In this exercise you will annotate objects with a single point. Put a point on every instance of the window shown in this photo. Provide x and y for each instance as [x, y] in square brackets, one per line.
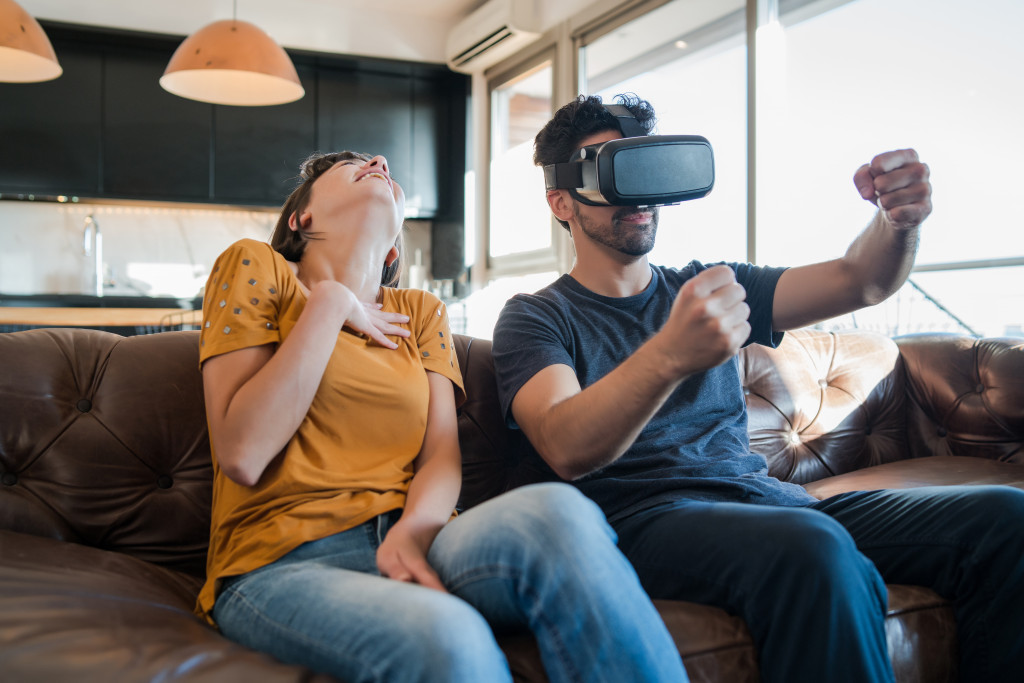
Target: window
[838, 81]
[519, 218]
[689, 60]
[875, 75]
====================
Given exercise: Can you return every line of the data above verbatim, with the pictures left out?

Problem solution:
In this exercise you will annotate objects with a single point. Put a point on every instance of the window shown in this photo. Provide x and y for each instance as [x, y] in square brackets, one per line.
Target: window
[838, 81]
[519, 218]
[689, 60]
[875, 75]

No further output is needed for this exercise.